Natural-language object grounding data:
=== Begin Enclosure ===

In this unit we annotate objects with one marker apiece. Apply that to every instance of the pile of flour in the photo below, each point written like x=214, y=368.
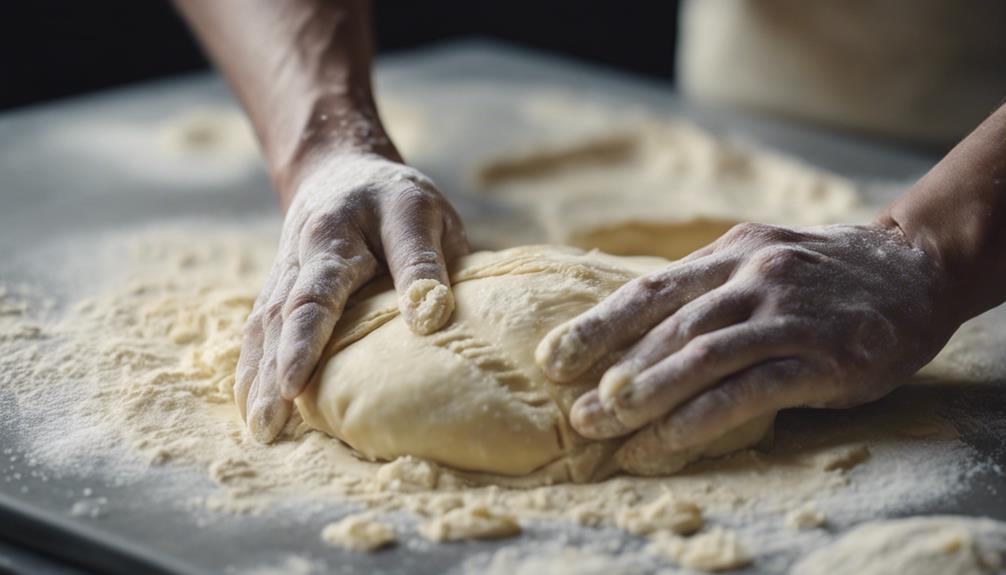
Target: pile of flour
x=127, y=358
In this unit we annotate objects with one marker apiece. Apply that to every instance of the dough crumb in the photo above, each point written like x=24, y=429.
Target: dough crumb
x=807, y=516
x=427, y=306
x=476, y=522
x=407, y=473
x=358, y=533
x=918, y=545
x=715, y=550
x=845, y=457
x=665, y=513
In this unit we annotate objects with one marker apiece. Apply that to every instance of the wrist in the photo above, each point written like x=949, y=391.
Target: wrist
x=337, y=127
x=951, y=304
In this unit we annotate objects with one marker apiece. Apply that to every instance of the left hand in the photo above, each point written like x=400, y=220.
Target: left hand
x=765, y=318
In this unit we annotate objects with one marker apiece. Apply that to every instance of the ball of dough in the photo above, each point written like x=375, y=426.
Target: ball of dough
x=470, y=396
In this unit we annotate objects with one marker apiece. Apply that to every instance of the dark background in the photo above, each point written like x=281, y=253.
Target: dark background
x=51, y=49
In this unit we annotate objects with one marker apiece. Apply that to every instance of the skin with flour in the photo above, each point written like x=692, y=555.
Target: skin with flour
x=822, y=317
x=302, y=70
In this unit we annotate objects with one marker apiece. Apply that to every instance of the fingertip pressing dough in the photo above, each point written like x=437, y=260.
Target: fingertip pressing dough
x=471, y=396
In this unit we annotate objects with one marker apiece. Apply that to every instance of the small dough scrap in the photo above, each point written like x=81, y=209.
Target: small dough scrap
x=358, y=533
x=664, y=513
x=475, y=522
x=933, y=545
x=407, y=473
x=807, y=516
x=844, y=457
x=471, y=396
x=715, y=550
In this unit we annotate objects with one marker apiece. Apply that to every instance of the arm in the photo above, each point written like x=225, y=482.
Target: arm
x=957, y=214
x=302, y=70
x=768, y=318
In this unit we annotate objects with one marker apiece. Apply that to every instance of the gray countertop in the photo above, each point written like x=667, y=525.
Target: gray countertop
x=51, y=190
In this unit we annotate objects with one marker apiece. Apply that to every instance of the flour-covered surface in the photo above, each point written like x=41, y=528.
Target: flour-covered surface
x=122, y=292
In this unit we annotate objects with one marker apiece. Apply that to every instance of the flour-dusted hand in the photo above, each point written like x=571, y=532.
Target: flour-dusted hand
x=350, y=217
x=765, y=318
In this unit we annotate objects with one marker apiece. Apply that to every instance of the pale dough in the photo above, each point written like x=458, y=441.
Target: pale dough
x=935, y=545
x=641, y=184
x=471, y=396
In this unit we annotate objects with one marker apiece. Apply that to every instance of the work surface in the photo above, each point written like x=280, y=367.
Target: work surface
x=57, y=185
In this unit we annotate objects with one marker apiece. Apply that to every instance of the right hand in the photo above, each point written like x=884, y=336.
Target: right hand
x=351, y=215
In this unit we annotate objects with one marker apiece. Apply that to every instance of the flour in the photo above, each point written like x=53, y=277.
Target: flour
x=129, y=376
x=358, y=533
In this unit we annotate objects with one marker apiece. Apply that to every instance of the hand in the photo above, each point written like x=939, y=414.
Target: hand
x=765, y=318
x=351, y=215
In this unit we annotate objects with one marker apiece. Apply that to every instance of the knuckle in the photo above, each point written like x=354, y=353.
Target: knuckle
x=702, y=351
x=649, y=285
x=323, y=228
x=252, y=325
x=273, y=312
x=417, y=197
x=745, y=231
x=780, y=259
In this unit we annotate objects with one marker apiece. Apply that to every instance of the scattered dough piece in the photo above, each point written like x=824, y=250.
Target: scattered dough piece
x=358, y=533
x=471, y=396
x=664, y=513
x=807, y=516
x=844, y=457
x=935, y=545
x=715, y=550
x=407, y=473
x=476, y=522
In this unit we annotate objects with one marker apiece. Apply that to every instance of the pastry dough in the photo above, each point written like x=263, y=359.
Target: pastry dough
x=471, y=396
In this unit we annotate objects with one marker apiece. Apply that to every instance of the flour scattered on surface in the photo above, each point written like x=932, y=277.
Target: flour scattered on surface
x=128, y=376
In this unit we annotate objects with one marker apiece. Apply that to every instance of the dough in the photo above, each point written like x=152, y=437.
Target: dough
x=470, y=396
x=646, y=185
x=714, y=550
x=935, y=545
x=477, y=522
x=358, y=533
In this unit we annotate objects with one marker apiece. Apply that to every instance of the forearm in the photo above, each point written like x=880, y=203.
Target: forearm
x=302, y=70
x=957, y=214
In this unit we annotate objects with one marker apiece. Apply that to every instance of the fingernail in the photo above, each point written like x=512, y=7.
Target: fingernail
x=427, y=306
x=265, y=422
x=616, y=385
x=560, y=354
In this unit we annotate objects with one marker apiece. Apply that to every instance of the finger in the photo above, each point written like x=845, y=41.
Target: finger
x=741, y=405
x=455, y=240
x=716, y=310
x=314, y=307
x=267, y=410
x=696, y=367
x=252, y=342
x=411, y=240
x=570, y=349
x=247, y=362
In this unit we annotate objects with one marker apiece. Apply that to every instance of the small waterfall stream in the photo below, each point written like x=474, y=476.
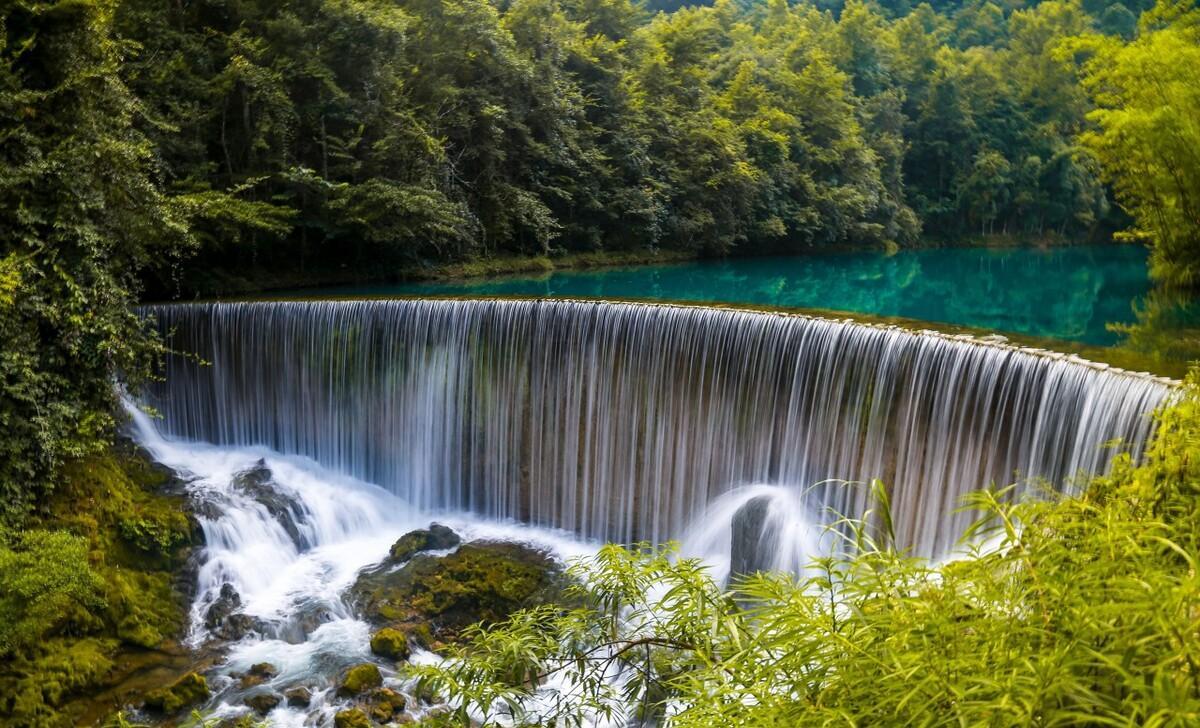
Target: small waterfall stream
x=627, y=421
x=313, y=434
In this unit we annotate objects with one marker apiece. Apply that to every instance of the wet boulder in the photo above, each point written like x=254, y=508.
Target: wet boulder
x=483, y=581
x=390, y=643
x=352, y=719
x=186, y=692
x=263, y=703
x=384, y=704
x=749, y=528
x=436, y=537
x=299, y=697
x=225, y=619
x=359, y=679
x=258, y=483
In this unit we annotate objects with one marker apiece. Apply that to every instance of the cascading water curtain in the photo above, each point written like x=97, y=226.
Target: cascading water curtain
x=622, y=421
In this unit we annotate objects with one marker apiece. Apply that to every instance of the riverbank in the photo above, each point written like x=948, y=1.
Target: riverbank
x=219, y=283
x=96, y=590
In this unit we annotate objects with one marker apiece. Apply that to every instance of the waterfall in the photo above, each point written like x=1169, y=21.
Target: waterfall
x=625, y=421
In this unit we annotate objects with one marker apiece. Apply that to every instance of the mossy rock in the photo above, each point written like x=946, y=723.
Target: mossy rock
x=352, y=719
x=385, y=703
x=108, y=649
x=436, y=537
x=483, y=581
x=390, y=643
x=263, y=703
x=359, y=679
x=190, y=690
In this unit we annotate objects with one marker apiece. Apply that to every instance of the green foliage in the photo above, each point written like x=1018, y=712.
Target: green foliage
x=1147, y=137
x=336, y=139
x=79, y=215
x=1080, y=611
x=45, y=581
x=88, y=589
x=187, y=691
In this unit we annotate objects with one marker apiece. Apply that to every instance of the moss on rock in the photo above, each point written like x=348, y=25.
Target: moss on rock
x=132, y=523
x=436, y=537
x=481, y=581
x=190, y=690
x=352, y=719
x=390, y=643
x=359, y=679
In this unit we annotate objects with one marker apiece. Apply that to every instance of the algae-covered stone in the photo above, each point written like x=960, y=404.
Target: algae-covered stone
x=436, y=537
x=385, y=703
x=352, y=719
x=390, y=643
x=360, y=679
x=479, y=582
x=187, y=691
x=264, y=702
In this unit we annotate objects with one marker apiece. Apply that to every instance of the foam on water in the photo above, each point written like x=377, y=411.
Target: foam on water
x=343, y=524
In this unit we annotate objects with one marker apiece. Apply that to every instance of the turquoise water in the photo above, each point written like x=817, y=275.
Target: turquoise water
x=1068, y=294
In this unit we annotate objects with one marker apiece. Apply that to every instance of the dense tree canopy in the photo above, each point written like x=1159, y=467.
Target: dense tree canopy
x=79, y=214
x=365, y=137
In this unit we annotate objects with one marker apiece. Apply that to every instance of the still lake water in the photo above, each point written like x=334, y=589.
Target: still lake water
x=1068, y=294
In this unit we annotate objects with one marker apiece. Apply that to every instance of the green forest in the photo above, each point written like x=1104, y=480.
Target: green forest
x=175, y=150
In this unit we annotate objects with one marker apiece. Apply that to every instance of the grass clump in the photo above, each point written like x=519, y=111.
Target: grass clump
x=1083, y=612
x=88, y=589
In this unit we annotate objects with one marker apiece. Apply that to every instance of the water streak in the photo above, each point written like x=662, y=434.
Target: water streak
x=624, y=421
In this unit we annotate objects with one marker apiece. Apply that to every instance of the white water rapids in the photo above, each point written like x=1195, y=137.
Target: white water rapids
x=564, y=423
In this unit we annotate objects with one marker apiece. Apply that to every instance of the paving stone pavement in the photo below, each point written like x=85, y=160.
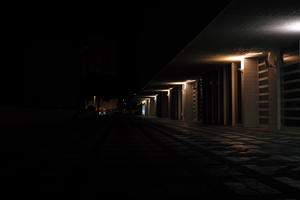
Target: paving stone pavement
x=267, y=162
x=150, y=158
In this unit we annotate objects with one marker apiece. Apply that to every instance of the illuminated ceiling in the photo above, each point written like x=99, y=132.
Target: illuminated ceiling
x=242, y=28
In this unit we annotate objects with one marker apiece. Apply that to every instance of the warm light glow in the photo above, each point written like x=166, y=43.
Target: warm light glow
x=239, y=58
x=292, y=26
x=174, y=83
x=242, y=63
x=189, y=81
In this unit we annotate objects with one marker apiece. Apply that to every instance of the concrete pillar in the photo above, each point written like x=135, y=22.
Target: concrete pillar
x=212, y=97
x=188, y=113
x=225, y=95
x=152, y=107
x=180, y=111
x=234, y=97
x=250, y=92
x=275, y=62
x=219, y=98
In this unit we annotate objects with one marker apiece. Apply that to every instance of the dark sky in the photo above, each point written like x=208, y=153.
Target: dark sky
x=57, y=54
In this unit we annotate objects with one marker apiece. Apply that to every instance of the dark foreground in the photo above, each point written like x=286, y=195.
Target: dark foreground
x=143, y=158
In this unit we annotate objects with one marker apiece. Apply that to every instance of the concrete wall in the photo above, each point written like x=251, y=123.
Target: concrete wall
x=189, y=107
x=250, y=93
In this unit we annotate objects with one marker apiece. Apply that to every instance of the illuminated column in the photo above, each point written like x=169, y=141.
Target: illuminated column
x=249, y=92
x=219, y=97
x=152, y=106
x=234, y=97
x=169, y=103
x=180, y=112
x=274, y=61
x=225, y=95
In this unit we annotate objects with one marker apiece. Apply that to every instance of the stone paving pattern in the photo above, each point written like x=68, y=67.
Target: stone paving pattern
x=149, y=158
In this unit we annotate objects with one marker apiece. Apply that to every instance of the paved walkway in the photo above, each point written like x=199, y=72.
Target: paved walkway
x=147, y=158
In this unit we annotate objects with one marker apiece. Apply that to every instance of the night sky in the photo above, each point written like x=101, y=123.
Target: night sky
x=55, y=55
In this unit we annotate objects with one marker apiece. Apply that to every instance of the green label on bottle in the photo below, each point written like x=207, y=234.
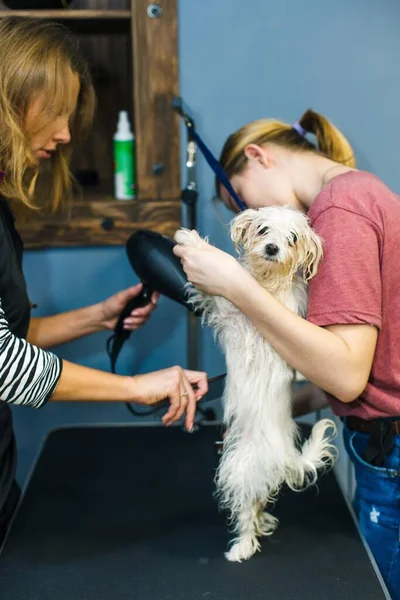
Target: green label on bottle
x=125, y=176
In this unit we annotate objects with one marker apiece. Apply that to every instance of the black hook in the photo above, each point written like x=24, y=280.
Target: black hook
x=177, y=105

=== End Enclosure ===

Taking the entries above, write out exactly each line from the one holding "Target: arm" to the one holding "like x=53, y=277.", both included, and stop there.

Target: arm
x=957, y=214
x=302, y=70
x=768, y=318
In this unit we annotate objects with one marker apiece. Apply that to every instance of the gray countertop in the photo above, each point written like x=667, y=525.
Target: gray countertop
x=51, y=190
In this unit we annotate objects with one marker apiece. Apply that to every instance of the flour-covered surface in the photo above, each point written like x=41, y=528.
Target: flour-covered surface
x=122, y=292
In this unit we annotate objects with one marker apiece. Apply that to every instance of the flour-dusted hand in the photo above, each point written like x=571, y=532.
Target: flour-dusted hand
x=350, y=217
x=765, y=318
In this unit we annotate objects with one marker apiece. Apply that to every instance of the pale dough in the photo above, each point written like x=458, y=441.
Target: pale dough
x=935, y=545
x=641, y=184
x=471, y=396
In this unit we annotate objects with one marker apiece. Apply that to every instance of the work surface in the photo above, each point written like x=280, y=367.
Target: work surface
x=57, y=185
In this unit we annotate objects with one marker apiece. Apply that to every instance of the right hand in the photo above, each point written like x=884, y=336.
Target: right hand
x=351, y=215
In this unit we annotate objects with one marker apiece. Apply that to every instance of the flour in the photo above, each point written like x=53, y=277.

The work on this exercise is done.